** Start Entries provided **

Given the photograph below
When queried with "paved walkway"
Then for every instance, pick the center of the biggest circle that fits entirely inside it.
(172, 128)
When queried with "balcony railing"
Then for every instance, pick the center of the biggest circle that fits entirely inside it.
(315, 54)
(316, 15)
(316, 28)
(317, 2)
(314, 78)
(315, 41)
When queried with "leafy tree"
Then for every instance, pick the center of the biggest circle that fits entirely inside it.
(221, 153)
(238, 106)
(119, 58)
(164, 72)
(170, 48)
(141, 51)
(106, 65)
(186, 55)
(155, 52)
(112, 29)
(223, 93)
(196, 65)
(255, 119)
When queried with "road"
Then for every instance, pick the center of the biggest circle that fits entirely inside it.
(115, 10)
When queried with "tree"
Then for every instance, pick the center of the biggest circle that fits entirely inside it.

** End Entries provided **

The exercise: Write out every line of the records above, keeping each one identical to the original.

Solution:
Given the photograph below
When queried with "paved walkway"
Then for every instance, pick the center of the biggest circle that fits entirely inside it.
(172, 128)
When queried with "balcony railing"
Then for every instance, pick the center of the biggest circle that fits entirely inside it.
(315, 54)
(316, 15)
(316, 28)
(317, 2)
(314, 78)
(315, 41)
When queried with "leafy tree"
Then for every instance, pick the center of the biggest circle that fits entirely inside it.
(221, 153)
(238, 106)
(119, 58)
(164, 72)
(170, 48)
(141, 51)
(106, 65)
(186, 55)
(155, 52)
(112, 29)
(223, 93)
(196, 65)
(255, 119)
When queried with "road"
Then for every instance, pick the center of the biggest circle that fits entirely inside it.
(115, 10)
When queried with "tree"
Then for every instance, pick the center of the biggest circle that fits entirely inside it.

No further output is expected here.